(Nokta işaretleme veri kümesinden girdiler)

# # # # #

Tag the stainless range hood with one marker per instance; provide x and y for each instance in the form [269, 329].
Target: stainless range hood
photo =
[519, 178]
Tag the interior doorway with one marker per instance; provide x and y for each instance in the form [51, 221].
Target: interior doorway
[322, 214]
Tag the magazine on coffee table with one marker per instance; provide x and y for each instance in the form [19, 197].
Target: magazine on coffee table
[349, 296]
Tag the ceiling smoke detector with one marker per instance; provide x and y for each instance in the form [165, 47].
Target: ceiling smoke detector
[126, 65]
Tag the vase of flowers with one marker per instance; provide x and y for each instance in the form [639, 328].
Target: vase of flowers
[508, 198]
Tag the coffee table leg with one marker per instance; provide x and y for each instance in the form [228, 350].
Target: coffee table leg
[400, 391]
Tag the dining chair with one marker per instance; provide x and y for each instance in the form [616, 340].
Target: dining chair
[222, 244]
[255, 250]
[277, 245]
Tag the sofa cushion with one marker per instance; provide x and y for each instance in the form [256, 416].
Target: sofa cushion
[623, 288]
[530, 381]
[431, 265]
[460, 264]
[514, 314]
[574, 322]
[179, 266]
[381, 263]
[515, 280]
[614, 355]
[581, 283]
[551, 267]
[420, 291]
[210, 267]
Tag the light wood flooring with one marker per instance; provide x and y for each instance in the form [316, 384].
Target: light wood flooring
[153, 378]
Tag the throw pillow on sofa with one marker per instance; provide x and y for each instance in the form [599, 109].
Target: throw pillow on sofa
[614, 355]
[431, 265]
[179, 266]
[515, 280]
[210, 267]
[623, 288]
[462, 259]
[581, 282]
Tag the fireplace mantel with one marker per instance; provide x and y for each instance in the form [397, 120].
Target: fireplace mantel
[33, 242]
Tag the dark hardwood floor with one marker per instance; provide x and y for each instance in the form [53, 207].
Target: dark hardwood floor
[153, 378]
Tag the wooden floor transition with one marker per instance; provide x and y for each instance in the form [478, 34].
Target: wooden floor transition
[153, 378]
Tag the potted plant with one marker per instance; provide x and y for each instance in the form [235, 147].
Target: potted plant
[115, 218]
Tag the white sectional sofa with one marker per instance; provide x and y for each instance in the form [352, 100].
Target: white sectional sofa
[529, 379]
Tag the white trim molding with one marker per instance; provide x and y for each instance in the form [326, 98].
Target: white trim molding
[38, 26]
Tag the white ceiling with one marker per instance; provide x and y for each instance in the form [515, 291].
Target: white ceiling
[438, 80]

# # # # #

Materyalin tamamını yeniden yaz ve "coffee table" ifadesini her geçtiği yerde "side table" ile değiştir. Diğer her şey olduğu gibi kalsın.

— Tam çıktı —
Tag the stainless range hood with one marker per instance; provide x and y for each instance in the form [269, 329].
Target: stainless range hood
photo =
[519, 178]
Tag the interior doorway with one marker per instance; provide x and y for each instance in the form [51, 221].
Target: interior doorway
[322, 214]
Tag the magazine on side table with one marker per instance; provide x and y for each instance in the form [19, 197].
Target: magazine on side table
[349, 296]
Tag the ceiling smoke detector with one marker per instance; provide x and y for each instance in the form [165, 47].
Target: ceiling smoke detector
[126, 65]
Tag the vase of flowers with one marker per instance; provide x and y for each instance in the form [639, 328].
Target: vase of flowers
[508, 198]
Tag the side table leg with one marker per instance; provide x and y for each instance in the form [228, 350].
Target: side table leg
[400, 391]
Tag the dining chair with one marker per instance; provide x and y for each instance in the form [616, 340].
Target: dining chair
[222, 244]
[255, 250]
[277, 245]
Tag the sofa cushion with one marker per instance; provide x and y for each instance in the form [256, 416].
Target: sofa cushion
[623, 288]
[530, 381]
[431, 265]
[460, 264]
[514, 314]
[574, 322]
[179, 266]
[381, 263]
[515, 280]
[614, 355]
[581, 283]
[551, 267]
[420, 291]
[210, 267]
Tag the light wood flooring with one marker per instance; provide x and y for each instance in the form [316, 384].
Target: light wood flooring
[153, 378]
Tag the throw pillow on sofa with one marker per instance; provide x and y for each instance in the form [599, 109].
Target: throw pillow on sofa
[614, 355]
[431, 265]
[179, 266]
[515, 280]
[210, 267]
[623, 288]
[462, 259]
[581, 282]
Tag the fireplace mantel with one marker per instance; provide x and y for each instance in the form [397, 120].
Target: fireplace mantel
[33, 242]
Tag the dark hardwood floor with one marker per instance; provide x and y for each instance in the form [53, 207].
Target: dark hardwood floor
[153, 378]
Tag the wooden floor transition with one marker per instance; provide x and y for each instance in the form [478, 34].
Target: wooden floor transition
[153, 378]
Tag the potted plant with one marker per instance; provide x and y for each instance in the form [235, 147].
Target: potted plant
[115, 218]
Tag the white sectional sofa with one marker per instance; provide x and y for each instance in the form [352, 100].
Target: white sectional sofa
[529, 379]
Tag the white trim molding with one marker per instance; provide x and y for each instance in the form [326, 98].
Target: white trim molding
[38, 26]
Tag the white ceiling with one marker per instance; provide x and y for each instance in the form [515, 291].
Target: white ceiling
[438, 80]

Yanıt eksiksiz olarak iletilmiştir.